* **Extract**:

____________

Oireachtas Joint and Select Committees
Wednesday, 15 June 2022
Joint Committee on Tourism, Culture, Arts, Sport And Media
Public Service Performance Report 2021: Discussion
Mr. Miche?l ? Conaire:
I will go through them from the top.
With regard to the sports capital programme, we were a bit below target at the end of 2021.
This reflects the impact of Covid. In essence, two things happened: the restrictions on the construction industry related to what was happening generally with Covid, and the fact these grants are paid out after the work is done. The works have to take place and all the terms and conditions have to be adhered to before the Department pays out. The sporting sector in general had to look at where it was due to what was happening with Covid. Maybe priorities changed for many clubs and sporting organisations. It was more about keeping the show on the road and the books balanced as opposed to any expansion plans for the development of facilities and so on. That is reflected in the drawdown of the sports capital grant scheme.
This is also what happened with the large scale fund, which is the second fund. The large scale sport infrastructure fund was only launched in 2018. It is a new fund. The first allocations were announced just prior to the start of Covid in January 2020. It is a similar situation. Those allocations were announced just before we headed into this period of uncertainty. Again, there was a lot of pivoting. That ties neatly into the third source of funding, which were the Covid-19 supports for the sector.
The Department initially assisted the sports sector in 2020 with €88.5 million in Covid-19 funding. In December last year, there was another allocation of €73.6 million. That money was to maintain operations within the sports sector to make sure organisations remained solvent and were ready to return to sporting activity once that was allowed. It was about protecting the existing physical and operational infrastructure that was already there. Many NGBs only have a few full-time members of staff. They would have been in danger of having to lay those people off if there was not support. The larger NGBs, what we call the big three, namely, the GAA, the IRFU and the FAI, are heavily dependent on gate receipts to supplement their income and meet their ongoing costs. They were very much hit by there being no matches and by low attendances when matches returned. We had five streams in that Covid-19 funding. One was specifically for the big three field sports. There were also resilience funds to support the NGBs of sport and the clubs. There was a dedicated swimming pool and facilities fund that was administered through Ireland Active and, finally, a resumption of the sport and physical activity fund.

____________

* **Supplied information**:
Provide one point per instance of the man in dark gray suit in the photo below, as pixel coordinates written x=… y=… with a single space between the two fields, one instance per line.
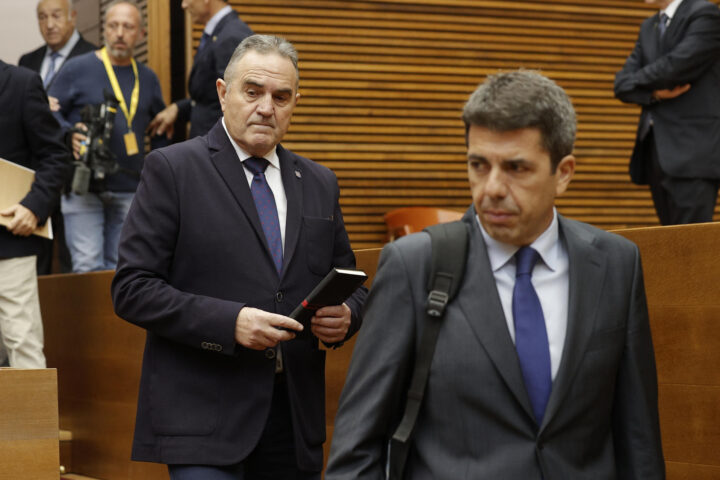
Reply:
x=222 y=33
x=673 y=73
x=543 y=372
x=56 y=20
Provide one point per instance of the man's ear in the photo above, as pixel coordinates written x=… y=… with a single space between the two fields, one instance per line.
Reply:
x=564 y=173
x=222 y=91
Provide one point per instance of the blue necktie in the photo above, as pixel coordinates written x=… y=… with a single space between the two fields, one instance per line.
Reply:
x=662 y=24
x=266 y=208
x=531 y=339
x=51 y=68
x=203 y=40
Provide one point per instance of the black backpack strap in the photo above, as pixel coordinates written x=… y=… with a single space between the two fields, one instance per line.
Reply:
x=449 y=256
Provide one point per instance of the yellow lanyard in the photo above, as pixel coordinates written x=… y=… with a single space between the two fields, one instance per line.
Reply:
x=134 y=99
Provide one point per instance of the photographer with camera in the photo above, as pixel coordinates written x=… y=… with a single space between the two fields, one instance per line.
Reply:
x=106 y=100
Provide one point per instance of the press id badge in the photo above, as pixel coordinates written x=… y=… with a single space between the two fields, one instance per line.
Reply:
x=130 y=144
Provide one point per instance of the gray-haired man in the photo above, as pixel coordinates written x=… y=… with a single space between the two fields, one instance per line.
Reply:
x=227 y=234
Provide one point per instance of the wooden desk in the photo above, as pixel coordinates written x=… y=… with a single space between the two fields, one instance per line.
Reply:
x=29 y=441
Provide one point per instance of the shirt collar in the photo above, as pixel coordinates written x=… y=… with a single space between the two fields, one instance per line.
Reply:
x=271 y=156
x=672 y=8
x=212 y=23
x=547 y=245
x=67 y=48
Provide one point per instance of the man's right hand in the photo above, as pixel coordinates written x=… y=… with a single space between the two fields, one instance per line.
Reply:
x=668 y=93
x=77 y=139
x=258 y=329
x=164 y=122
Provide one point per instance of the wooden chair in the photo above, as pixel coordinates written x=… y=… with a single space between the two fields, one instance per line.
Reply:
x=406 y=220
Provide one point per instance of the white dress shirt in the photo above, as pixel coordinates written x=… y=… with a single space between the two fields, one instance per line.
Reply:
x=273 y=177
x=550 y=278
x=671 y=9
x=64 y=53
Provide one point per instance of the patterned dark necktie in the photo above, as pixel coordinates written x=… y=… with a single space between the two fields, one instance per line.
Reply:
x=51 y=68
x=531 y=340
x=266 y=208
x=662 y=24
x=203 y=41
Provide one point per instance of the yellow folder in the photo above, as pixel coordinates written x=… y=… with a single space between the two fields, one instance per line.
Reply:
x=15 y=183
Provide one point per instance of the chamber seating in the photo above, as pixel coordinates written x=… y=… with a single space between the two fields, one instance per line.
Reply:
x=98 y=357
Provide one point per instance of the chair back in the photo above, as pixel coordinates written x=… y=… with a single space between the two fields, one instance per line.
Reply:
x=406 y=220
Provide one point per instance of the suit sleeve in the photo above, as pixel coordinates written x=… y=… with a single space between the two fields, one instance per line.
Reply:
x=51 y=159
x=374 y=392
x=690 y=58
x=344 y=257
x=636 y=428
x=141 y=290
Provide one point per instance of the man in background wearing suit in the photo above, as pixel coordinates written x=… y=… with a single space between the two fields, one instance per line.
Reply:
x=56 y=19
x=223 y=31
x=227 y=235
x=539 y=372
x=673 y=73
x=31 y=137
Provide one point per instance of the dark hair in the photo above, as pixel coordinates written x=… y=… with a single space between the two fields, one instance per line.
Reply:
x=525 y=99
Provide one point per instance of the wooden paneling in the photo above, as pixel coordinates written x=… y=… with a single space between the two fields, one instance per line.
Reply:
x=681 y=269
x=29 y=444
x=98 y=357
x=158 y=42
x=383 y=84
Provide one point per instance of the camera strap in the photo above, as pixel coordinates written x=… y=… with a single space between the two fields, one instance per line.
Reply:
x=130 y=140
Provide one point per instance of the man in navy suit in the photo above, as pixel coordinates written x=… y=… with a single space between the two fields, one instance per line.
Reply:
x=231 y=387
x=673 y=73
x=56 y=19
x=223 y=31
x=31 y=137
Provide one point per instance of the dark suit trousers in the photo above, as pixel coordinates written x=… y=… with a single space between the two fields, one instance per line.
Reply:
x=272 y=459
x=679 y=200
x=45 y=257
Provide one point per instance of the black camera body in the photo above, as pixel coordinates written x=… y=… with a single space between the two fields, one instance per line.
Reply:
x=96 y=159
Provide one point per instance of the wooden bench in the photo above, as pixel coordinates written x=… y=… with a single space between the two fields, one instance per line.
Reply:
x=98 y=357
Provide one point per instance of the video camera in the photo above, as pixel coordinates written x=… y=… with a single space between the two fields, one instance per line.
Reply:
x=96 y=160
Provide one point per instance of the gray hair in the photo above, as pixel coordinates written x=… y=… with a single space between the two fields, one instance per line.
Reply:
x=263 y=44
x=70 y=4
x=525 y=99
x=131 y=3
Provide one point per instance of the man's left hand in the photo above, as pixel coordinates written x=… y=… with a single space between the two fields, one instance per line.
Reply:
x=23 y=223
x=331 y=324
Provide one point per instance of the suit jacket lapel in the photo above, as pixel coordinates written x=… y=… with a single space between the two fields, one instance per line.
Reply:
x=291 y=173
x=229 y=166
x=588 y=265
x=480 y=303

____________

* **Work instructions**:
(A) Which organizations does the committee discussion name as the big three?
(B) Could you reproduce the committee discussion word for word, starting at "This reflects the" and ending at "capital grant scheme."?

* **Per-task outputs**:
(A) The GAA, the IRFU and the FAI.

(B)
This reflects the impact of Covid. In essence, two things happened: the restrictions on the construction industry related to what was happening generally with Covid, and the fact these grants are paid out after the work is done. The works have to take place and all the terms and conditions have to be adhered to before the Department pays out. The sporting sector in general had to look at where it was due to what was happening with Covid. Maybe priorities changed for many clubs and sporting organisations. It was more about keeping the show on the road and the books balanced as opposed to any expansion plans for the development of facilities and so on. That is reflected in the drawdown of the sports capital grant scheme.